*Work to complete*: Copy out every one of the following entries word for word, keeping each line as it stands.

__________

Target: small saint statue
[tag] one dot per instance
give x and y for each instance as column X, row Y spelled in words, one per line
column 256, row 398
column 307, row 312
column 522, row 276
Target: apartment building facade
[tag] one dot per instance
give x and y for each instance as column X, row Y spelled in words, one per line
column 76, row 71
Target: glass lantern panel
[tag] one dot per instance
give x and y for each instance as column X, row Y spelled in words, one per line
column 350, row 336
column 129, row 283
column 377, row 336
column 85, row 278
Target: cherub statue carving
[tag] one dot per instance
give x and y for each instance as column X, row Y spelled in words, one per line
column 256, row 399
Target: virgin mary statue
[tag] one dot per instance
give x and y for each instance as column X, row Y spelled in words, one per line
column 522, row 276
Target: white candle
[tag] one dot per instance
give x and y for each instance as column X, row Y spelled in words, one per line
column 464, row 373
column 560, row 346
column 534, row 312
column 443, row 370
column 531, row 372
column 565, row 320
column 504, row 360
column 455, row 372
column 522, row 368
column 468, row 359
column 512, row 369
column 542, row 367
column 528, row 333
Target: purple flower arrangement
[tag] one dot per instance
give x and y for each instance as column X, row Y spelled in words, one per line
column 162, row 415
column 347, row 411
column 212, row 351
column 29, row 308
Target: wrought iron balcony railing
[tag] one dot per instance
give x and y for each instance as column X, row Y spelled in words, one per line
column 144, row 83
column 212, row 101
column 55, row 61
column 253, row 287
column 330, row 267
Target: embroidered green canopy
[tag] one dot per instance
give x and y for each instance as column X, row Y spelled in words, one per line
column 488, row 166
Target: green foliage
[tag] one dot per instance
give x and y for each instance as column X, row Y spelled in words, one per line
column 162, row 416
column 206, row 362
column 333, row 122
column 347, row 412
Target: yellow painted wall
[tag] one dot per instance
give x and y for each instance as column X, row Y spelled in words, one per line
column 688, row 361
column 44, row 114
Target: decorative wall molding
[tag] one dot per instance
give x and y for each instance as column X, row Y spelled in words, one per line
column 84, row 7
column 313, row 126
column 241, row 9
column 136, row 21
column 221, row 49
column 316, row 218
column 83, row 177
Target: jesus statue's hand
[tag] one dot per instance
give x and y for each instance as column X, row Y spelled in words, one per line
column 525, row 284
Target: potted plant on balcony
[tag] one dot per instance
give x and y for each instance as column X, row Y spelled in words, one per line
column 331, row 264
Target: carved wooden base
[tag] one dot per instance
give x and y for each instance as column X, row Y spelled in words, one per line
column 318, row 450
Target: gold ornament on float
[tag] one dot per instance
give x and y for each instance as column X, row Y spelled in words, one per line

__________

*Answer in full*:
Target: small saint statue
[tag] one dot per instance
give x and y for each instance as column X, row Y spelled in words, one per line
column 256, row 398
column 307, row 312
column 522, row 276
Target: apartment building facade
[tag] one dot per instance
give x and y for each instance as column X, row Y spelled in words, one per line
column 76, row 71
Target: glass lantern panel
[tag] one dot per instance
give x and y for each instance as column X, row Y spelled in words, one per line
column 350, row 336
column 129, row 283
column 377, row 336
column 85, row 278
Target: cherub statue carving
[tag] one dot per instance
give x and y for each instance as column X, row Y spelled in words, one per line
column 256, row 399
Target: virgin mary statue
[tag] one dot per instance
give x and y for each instance as column X, row Y spelled in words, one per line
column 522, row 276
Target: white candle
[tag] one dot per instance
give x and y for each instance as column X, row Y spelled in words, one per line
column 464, row 373
column 560, row 346
column 534, row 312
column 443, row 370
column 531, row 372
column 565, row 320
column 504, row 360
column 455, row 372
column 522, row 368
column 468, row 359
column 512, row 369
column 542, row 367
column 528, row 333
Target: purple flower arrangement
[tag] one dot per instance
give x and y for each instance as column X, row Y spelled in words, one per line
column 162, row 415
column 347, row 411
column 212, row 351
column 29, row 308
Target: wrought iron balcony railing
[tag] one dot per instance
give x and y for each instance as column X, row Y spelled in words, one per line
column 144, row 83
column 212, row 101
column 55, row 61
column 253, row 287
column 330, row 267
Target: embroidered green canopy
[tag] one dot per instance
give x and y for each instance as column X, row Y spelled in words, one per line
column 488, row 166
Target: green foliage
[tag] one dot per instance
give x and y for each instance as column X, row Y spelled in words, one per line
column 162, row 416
column 206, row 362
column 333, row 122
column 347, row 412
Target: yellow painted wall
[tag] one dot per instance
give x and y for each instance as column X, row Y spelled in words, one per line
column 688, row 361
column 44, row 114
Target: decorative wall molding
[tag] one dot per instance
give x and y for each instance as column X, row Y spelled in words, one per line
column 84, row 7
column 313, row 126
column 241, row 9
column 136, row 21
column 221, row 49
column 316, row 218
column 83, row 177
Target: jesus statue's hand
[tag] one dot per instance
give x and y for each instance as column X, row Y spelled in words, one per line
column 525, row 284
Target: potted plant on balcony
[tag] one dot per instance
give x and y for each instance as column X, row Y spelled in words, one per line
column 331, row 264
Target: carved wooden base
[tag] one dot per instance
give x and y for each instance as column X, row Y spelled in words, one per line
column 318, row 450
Target: gold ornament on float
[tag] one dot per instance
give x and y for each instance as column X, row Y spelled in words, one per line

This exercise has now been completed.